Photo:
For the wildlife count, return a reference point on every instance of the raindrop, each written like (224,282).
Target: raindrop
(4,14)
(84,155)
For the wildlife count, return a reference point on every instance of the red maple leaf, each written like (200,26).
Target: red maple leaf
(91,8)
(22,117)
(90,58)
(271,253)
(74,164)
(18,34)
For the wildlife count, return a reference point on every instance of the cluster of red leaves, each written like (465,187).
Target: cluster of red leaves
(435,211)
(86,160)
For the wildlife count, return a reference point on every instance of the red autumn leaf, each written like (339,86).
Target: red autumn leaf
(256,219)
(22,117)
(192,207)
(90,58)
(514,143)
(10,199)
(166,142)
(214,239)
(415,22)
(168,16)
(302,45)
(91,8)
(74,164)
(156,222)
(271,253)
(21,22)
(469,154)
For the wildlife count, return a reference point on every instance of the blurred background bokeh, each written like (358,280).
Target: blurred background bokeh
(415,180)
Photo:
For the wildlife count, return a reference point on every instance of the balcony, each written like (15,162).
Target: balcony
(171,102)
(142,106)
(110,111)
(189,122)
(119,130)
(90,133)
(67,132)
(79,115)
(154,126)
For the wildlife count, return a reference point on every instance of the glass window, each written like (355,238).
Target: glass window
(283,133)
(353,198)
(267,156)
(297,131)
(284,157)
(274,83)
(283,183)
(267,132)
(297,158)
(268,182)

○ ○ ○

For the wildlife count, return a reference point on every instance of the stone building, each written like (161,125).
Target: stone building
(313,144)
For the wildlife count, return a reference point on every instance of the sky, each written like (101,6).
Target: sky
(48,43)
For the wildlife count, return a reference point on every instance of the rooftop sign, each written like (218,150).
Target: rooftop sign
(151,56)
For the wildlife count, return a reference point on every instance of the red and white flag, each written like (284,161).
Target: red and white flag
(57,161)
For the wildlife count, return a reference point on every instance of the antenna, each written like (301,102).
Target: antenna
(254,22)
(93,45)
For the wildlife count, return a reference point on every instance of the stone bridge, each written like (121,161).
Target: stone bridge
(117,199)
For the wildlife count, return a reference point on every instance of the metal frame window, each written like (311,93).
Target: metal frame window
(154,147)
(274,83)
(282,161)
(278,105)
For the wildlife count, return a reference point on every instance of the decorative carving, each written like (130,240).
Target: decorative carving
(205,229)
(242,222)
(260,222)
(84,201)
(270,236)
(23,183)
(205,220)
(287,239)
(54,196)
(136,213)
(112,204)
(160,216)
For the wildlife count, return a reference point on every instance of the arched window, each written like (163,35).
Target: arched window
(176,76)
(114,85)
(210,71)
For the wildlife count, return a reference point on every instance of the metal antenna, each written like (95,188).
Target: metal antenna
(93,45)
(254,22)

○ ○ ○

WORK TO DO → How many lines in the entries above contain the string "background"? Case counts. Reply with the number alone.

EXERCISE ANSWER → 2